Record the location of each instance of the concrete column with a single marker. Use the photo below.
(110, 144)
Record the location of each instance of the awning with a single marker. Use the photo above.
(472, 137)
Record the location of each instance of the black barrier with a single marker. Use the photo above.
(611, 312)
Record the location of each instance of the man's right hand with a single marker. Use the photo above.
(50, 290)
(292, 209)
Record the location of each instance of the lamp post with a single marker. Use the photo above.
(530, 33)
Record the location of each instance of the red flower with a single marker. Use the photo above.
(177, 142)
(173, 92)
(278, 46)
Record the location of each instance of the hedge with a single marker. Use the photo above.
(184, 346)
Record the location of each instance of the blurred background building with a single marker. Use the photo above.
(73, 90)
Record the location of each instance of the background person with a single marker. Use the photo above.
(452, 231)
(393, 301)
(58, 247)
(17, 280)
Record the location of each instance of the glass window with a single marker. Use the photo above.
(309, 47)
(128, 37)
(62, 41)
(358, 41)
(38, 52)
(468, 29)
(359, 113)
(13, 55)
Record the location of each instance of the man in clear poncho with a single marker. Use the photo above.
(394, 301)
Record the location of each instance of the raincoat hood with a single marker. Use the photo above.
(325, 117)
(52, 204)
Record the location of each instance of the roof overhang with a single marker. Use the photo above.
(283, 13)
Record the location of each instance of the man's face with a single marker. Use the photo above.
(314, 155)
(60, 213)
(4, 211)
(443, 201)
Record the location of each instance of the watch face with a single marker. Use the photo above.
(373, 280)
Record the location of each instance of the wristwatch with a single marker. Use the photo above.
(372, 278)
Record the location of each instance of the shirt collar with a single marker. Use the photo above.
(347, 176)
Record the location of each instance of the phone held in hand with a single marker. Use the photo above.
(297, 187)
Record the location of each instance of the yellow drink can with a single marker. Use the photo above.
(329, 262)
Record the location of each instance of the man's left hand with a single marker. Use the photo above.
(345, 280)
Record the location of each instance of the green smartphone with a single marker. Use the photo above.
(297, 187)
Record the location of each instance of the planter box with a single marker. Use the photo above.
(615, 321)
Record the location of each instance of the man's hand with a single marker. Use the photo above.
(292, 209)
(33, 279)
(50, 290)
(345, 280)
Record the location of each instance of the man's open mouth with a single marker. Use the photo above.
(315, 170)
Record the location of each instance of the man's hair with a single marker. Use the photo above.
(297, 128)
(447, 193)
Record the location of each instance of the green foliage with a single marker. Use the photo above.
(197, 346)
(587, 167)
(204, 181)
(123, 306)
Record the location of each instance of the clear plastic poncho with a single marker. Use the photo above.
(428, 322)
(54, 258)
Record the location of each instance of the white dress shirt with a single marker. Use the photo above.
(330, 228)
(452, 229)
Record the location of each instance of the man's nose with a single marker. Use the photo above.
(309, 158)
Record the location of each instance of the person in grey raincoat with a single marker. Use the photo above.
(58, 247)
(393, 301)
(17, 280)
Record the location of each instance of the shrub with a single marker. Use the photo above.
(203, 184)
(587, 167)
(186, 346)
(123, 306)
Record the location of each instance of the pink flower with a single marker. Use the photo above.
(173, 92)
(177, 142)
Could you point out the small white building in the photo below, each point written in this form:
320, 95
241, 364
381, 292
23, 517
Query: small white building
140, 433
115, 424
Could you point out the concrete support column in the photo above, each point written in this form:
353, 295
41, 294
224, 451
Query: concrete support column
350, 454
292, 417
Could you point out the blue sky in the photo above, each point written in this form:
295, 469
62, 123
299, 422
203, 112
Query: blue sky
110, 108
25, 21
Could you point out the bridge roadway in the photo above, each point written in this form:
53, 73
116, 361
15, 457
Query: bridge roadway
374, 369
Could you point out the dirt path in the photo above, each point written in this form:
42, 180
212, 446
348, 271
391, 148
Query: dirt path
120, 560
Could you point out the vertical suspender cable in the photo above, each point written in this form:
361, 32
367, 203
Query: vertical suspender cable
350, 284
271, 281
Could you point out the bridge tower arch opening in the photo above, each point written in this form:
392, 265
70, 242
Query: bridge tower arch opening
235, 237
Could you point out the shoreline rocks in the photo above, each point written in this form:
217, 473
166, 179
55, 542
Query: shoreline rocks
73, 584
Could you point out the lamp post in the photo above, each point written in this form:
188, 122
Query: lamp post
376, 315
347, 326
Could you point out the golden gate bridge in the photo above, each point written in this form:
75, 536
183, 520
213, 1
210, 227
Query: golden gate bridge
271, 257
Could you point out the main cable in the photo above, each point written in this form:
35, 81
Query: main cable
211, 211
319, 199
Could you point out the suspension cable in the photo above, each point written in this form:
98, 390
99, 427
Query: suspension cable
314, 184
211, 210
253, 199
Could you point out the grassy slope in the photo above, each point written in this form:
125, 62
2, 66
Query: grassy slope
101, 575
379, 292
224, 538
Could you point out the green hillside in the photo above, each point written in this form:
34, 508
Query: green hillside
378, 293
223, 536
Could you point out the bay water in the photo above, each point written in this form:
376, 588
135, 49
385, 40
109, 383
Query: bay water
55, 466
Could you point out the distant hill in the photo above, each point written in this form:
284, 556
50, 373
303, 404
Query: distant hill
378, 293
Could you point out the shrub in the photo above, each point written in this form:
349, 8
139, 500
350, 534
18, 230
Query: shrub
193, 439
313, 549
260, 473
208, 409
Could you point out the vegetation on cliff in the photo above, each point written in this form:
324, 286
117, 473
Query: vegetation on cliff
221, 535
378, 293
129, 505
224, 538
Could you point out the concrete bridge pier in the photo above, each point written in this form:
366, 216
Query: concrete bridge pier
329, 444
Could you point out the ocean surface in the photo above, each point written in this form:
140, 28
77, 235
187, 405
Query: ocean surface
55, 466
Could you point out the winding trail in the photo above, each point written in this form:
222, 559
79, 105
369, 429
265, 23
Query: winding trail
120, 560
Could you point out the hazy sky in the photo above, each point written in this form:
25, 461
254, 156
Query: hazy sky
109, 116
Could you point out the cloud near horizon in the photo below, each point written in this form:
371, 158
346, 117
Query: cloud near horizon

☆ ☆ ☆ ☆

● **OBJECTIVE**
Print only the lines from the one with "Could you point out the concrete bridge" to the end of the records, both included.

● **PROBLEM SOLUTION**
Could you point out the concrete bridge pier in the photo above, each point written in this form:
366, 216
Query: concrete bridge pier
329, 444
Could you point out the ocean surface in the photo above, each point written in this form:
140, 28
77, 235
187, 405
Query: ocean surface
55, 466
Could you point out the winding trail in the photo above, each point written in this form:
222, 559
79, 105
369, 429
265, 23
Query: winding trail
120, 560
Could you point out the hazy sky in the photo above, each point written in this form:
25, 461
254, 156
Query: hazy sky
109, 116
Could you point out the cloud near horizon in the photo below, each point written in this form:
371, 158
346, 117
Query: cloud near horizon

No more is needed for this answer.